--- Stated goal ---
Put every line of the data below into a numbered list, leaving out any blank lines.

==*==

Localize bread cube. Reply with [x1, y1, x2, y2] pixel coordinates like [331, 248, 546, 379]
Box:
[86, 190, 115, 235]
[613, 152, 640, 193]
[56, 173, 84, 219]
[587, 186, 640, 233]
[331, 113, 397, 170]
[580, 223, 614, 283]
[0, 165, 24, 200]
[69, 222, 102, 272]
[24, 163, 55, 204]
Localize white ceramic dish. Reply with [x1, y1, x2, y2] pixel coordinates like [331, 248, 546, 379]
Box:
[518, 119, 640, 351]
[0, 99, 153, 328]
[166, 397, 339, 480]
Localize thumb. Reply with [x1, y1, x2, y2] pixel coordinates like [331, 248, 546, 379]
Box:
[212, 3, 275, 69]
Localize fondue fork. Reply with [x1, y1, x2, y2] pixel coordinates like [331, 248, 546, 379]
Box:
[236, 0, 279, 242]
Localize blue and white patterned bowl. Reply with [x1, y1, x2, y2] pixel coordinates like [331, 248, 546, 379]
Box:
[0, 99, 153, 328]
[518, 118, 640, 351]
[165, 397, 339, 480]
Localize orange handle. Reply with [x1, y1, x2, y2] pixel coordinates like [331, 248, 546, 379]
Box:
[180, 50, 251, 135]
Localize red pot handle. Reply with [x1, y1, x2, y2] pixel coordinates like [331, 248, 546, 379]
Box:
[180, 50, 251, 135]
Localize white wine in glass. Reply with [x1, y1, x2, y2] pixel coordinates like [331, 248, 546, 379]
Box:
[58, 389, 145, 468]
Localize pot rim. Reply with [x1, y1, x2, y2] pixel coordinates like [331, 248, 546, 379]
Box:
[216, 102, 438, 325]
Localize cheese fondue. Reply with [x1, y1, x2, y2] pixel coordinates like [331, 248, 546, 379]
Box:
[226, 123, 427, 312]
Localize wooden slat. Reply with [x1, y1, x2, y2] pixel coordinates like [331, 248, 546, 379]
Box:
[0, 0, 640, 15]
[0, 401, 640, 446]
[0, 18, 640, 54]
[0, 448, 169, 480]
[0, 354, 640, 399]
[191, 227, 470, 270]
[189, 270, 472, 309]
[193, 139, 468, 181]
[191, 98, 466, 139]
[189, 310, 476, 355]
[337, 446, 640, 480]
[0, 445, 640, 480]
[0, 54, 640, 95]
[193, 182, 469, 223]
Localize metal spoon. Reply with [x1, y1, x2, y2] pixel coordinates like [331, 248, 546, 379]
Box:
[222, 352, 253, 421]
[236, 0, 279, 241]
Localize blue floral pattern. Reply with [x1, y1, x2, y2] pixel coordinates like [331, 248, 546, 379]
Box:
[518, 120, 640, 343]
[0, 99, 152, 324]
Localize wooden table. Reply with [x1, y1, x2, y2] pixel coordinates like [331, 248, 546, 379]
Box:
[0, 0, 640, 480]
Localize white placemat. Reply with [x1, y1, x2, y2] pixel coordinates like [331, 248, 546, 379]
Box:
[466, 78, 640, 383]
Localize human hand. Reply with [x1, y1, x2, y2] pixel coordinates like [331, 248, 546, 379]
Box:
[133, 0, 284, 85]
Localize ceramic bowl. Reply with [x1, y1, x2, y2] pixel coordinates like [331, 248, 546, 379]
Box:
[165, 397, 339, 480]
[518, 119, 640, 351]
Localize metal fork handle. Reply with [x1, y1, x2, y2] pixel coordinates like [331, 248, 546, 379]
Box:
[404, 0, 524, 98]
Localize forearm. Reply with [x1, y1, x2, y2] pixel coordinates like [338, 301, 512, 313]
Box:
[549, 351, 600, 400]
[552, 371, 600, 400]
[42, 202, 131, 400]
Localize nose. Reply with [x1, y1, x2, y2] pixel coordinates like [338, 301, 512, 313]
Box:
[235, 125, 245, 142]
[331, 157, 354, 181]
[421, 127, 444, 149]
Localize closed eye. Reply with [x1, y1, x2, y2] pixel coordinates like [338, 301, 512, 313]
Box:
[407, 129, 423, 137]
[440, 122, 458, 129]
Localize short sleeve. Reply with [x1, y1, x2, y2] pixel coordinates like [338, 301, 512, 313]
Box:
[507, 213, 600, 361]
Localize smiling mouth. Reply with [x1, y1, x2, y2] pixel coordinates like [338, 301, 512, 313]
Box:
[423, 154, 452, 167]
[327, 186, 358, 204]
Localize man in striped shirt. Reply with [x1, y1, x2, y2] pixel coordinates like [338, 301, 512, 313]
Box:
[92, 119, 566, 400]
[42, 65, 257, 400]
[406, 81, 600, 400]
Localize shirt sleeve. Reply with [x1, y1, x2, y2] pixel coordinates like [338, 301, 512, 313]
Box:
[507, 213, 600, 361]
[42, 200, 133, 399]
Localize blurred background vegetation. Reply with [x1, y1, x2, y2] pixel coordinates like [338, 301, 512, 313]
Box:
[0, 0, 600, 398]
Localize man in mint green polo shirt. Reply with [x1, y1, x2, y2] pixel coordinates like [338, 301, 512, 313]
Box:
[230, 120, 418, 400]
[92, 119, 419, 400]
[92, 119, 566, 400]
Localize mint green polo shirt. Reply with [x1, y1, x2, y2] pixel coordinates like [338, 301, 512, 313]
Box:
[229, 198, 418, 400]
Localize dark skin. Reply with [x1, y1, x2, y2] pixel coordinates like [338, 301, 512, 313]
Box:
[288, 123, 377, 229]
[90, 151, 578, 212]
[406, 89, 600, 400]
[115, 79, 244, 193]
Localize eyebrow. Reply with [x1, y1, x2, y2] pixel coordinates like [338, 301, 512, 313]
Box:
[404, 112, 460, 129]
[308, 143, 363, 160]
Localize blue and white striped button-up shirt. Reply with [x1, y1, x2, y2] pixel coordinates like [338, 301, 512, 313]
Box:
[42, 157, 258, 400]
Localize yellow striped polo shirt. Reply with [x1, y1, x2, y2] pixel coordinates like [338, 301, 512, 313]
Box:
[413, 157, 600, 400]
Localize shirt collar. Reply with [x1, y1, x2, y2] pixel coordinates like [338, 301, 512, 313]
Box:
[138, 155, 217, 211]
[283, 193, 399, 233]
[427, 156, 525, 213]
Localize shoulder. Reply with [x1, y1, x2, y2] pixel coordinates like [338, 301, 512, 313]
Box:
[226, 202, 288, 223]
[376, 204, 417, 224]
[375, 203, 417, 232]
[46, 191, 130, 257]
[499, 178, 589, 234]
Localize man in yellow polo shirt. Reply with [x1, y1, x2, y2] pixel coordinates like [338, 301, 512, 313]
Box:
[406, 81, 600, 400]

==*==

--- Reply to the exercise ---
1. Localize bread cube. Reply with [x1, y1, x2, y2] pixel coordinates like [331, 248, 546, 379]
2. Box:
3. [86, 190, 115, 235]
4. [613, 152, 640, 193]
5. [56, 173, 84, 219]
6. [587, 186, 640, 233]
7. [331, 113, 397, 170]
8. [580, 223, 614, 283]
9. [0, 165, 24, 200]
10. [69, 222, 102, 272]
11. [24, 163, 55, 204]
12. Localize white ceramic dish. Reply with [x1, y1, x2, y2] pixel coordinates like [331, 248, 546, 379]
13. Box:
14. [518, 119, 640, 351]
15. [0, 99, 153, 328]
16. [166, 397, 339, 480]
17. Localize thumb. Reply with [x1, y1, x2, y2] pixel coordinates like [331, 248, 546, 379]
18. Box:
19. [212, 3, 275, 69]
20. Localize fondue fork. Reply with [x1, y1, x2, y2] pixel coordinates like [331, 248, 546, 379]
21. Box:
22. [236, 0, 279, 242]
23. Localize blue and white patterned bowl. Reply with [x1, y1, x2, y2] pixel coordinates like [331, 248, 546, 379]
24. Box:
25. [0, 99, 153, 328]
26. [518, 118, 640, 351]
27. [165, 397, 339, 480]
28. Localize orange handle. Reply with [x1, y1, x2, y2] pixel coordinates like [331, 248, 546, 379]
29. Box:
30. [180, 50, 251, 135]
31. Localize red pot handle. Reply with [x1, y1, x2, y2] pixel coordinates like [331, 248, 546, 379]
32. Box:
33. [180, 50, 251, 135]
34. Localize white wine in glass. Reply with [x1, y1, x2, y2] pixel coordinates like [331, 248, 546, 379]
35. Box:
36. [58, 389, 145, 468]
37. Localize pot rim. Reply with [x1, y1, x2, y2] pixel coordinates like [331, 248, 546, 379]
38. Box:
39. [216, 102, 438, 325]
40. Localize cheese fondue. Reply with [x1, y1, x2, y2] pixel coordinates like [331, 248, 546, 379]
41. Box:
42. [226, 123, 427, 312]
43. Localize wooden slat. Reply with [x1, y1, x2, y2] pixel coordinates like [331, 248, 546, 379]
44. Box:
45. [0, 0, 640, 15]
46. [0, 401, 640, 446]
47. [0, 18, 640, 54]
48. [0, 448, 169, 480]
49. [0, 354, 640, 399]
50. [191, 227, 470, 270]
51. [189, 270, 472, 309]
52. [193, 139, 468, 181]
53. [191, 98, 466, 139]
54. [189, 310, 476, 355]
55. [337, 446, 640, 480]
56. [0, 445, 640, 480]
57. [0, 54, 640, 95]
58. [193, 182, 469, 223]
59. Localize metal spoon. Reply with [x1, y1, x2, y2] pixel coordinates like [331, 248, 546, 379]
60. Box:
61. [222, 352, 253, 421]
62. [236, 0, 279, 241]
63. Localize blue floral pattern. Reply with [x1, y1, x2, y2] pixel coordinates like [331, 248, 546, 379]
64. Box:
65. [518, 120, 640, 343]
66. [0, 99, 152, 324]
67. Localize wooden table. Reply with [x1, y1, x2, y2] pixel coordinates like [331, 248, 546, 379]
68. Box:
69. [0, 0, 640, 480]
70. Localize white placemat. Reply with [x1, y1, x2, y2] pixel coordinates like [331, 248, 546, 379]
71. Box:
72. [466, 78, 640, 383]
73. Localize human hand. Reply with [x1, y1, x2, y2] pixel coordinates like [331, 248, 546, 379]
74. Box:
75. [133, 0, 284, 85]
76. Localize ceramic bowl. Reply with [x1, y1, x2, y2] pixel coordinates like [331, 248, 546, 379]
77. Box:
78. [165, 397, 339, 480]
79. [518, 119, 640, 351]
80. Localize metal fork handle. Reply with [x1, y1, x2, y2] pixel coordinates like [331, 248, 546, 379]
81. Box:
82. [404, 0, 524, 98]
83. Localize forearm. Reply with [x1, y1, x2, y2] pixel coordinates like [338, 301, 512, 313]
84. Box:
85. [549, 351, 600, 400]
86. [552, 371, 600, 400]
87. [42, 202, 131, 400]
88. Localize nose. Reply with [x1, y1, x2, y2] pixel coordinates like [338, 301, 512, 313]
89. Box:
90. [235, 125, 245, 142]
91. [331, 157, 354, 181]
92. [421, 127, 444, 149]
93. Localize closed eye. Reply with [x1, y1, x2, y2] pixel coordinates like [338, 301, 512, 313]
94. Box:
95. [407, 129, 423, 137]
96. [440, 122, 458, 129]
97. Localize short sleeve. Reply with [x1, y1, x2, y2] pixel coordinates like [338, 301, 512, 313]
98. Box:
99. [507, 213, 600, 361]
100. Localize smiling mouth. Reply with [x1, y1, x2, y2] pixel coordinates like [338, 301, 512, 313]
101. Box:
102. [423, 154, 452, 167]
103. [327, 186, 358, 204]
104. Localize man in striped shirt. Reply with [x1, y1, x2, y2] pixel coordinates like [338, 301, 512, 313]
105. Box:
106. [92, 119, 566, 400]
107. [42, 65, 257, 400]
108. [406, 81, 600, 400]
109. Localize shirt sleeve. Reply with [x1, y1, x2, y2] pixel coordinates like [338, 301, 512, 313]
110. Box:
111. [507, 213, 600, 361]
112. [42, 200, 133, 399]
113. Localize blurred background vegetation. Reply with [x1, y1, x2, y2] pixel coordinates like [338, 301, 512, 313]
114. Box:
115. [0, 0, 600, 398]
116. Localize man in mint green polo shirt. Reply with [x1, y1, x2, y2] pixel coordinates like [338, 301, 512, 313]
117. Box:
118. [230, 120, 418, 400]
119. [92, 119, 419, 400]
120. [92, 119, 566, 400]
121. Localize mint green polo shirt. Reply with [x1, y1, x2, y2] pixel coordinates like [338, 301, 512, 313]
122. Box:
123. [229, 198, 418, 400]
124. Localize dark skin. Reply with [x1, y1, x2, y2] pixel coordinates like [338, 301, 512, 313]
125. Box:
126. [288, 123, 377, 229]
127. [90, 151, 578, 212]
128. [406, 89, 600, 400]
129. [115, 79, 244, 193]
130. Localize eyebrow. Reply with [x1, y1, x2, y2] pixel coordinates like [338, 301, 512, 313]
131. Box:
132. [404, 112, 460, 129]
133. [308, 143, 363, 160]
134. Localize blue and white striped button-up shirt. Reply with [x1, y1, x2, y2] pixel coordinates like [338, 301, 512, 313]
135. Box:
136. [42, 157, 258, 400]
137. Localize yellow striped polo shirt. Reply with [x1, y1, x2, y2] pixel coordinates like [338, 301, 512, 313]
138. Box:
139. [413, 157, 600, 400]
140. Localize shirt collar. Reply with [x1, y1, x2, y2] pixel coordinates like [338, 301, 512, 313]
141. Box:
142. [138, 155, 217, 211]
143. [283, 193, 399, 233]
144. [427, 156, 525, 213]
145. Localize shoulder. Reply with [x1, y1, x2, y2] pixel coordinates like [338, 301, 512, 313]
146. Box:
147. [226, 202, 288, 223]
148. [376, 204, 417, 224]
149. [375, 203, 417, 232]
150. [46, 191, 130, 257]
151. [499, 178, 589, 234]
152. Localize man in yellow polo shirt. Reply with [x1, y1, x2, y2] pixel coordinates like [338, 301, 512, 313]
153. Box:
154. [406, 81, 600, 400]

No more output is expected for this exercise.